- _REQUIREMENT_
From the records below, output exactly the lines running from the line containing "Note for the class: annotate every instance of the yellow" through the line containing "Note for the class: annotate every instance of the ceiling", and no others.

- _AVAILABLE DATA_
-*-*-

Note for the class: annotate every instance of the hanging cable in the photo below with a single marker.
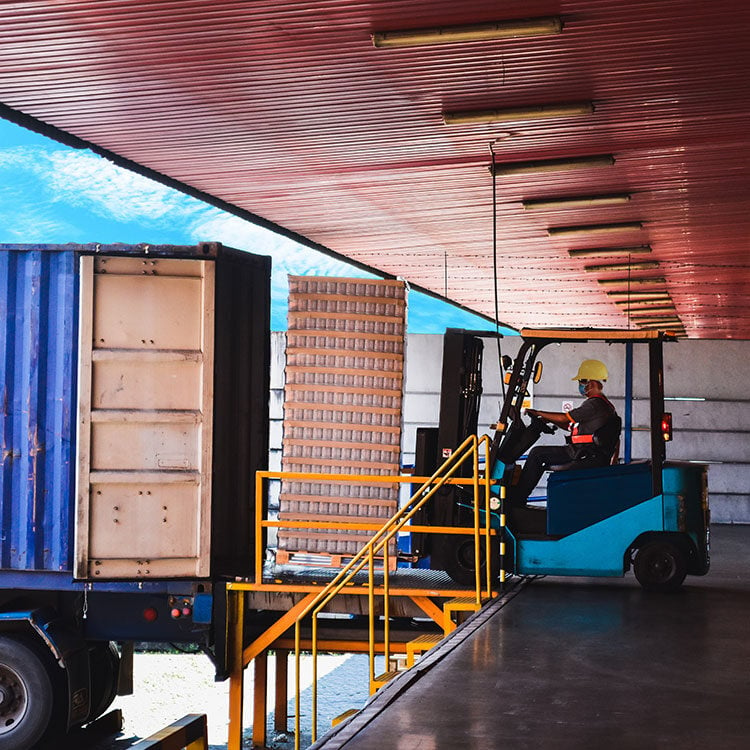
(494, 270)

-*-*-

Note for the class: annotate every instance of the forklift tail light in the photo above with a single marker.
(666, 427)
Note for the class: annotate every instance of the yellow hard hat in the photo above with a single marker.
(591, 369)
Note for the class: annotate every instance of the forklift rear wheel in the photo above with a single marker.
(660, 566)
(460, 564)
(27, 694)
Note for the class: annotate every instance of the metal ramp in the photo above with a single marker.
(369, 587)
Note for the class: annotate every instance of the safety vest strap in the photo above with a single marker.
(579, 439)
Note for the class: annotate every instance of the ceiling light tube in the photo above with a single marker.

-*-*-

- _RESULT OF THIS TASK_
Note for the class: annotate every instance of the yellow hard hat in the photo above with a single marker.
(591, 369)
Note for the class: annotate every instance of the forklift rear wheel in the photo above with a single marker.
(660, 566)
(460, 564)
(27, 694)
Note for the class: annotate every instance of the metal ramp in the photo above with a single marker.
(369, 587)
Note for the class: annotate every instance of the safety vest strap in the photo above with a single marker.
(579, 439)
Note for the class: annotate every instance of the ceiling light tube in the photo above with a single marker.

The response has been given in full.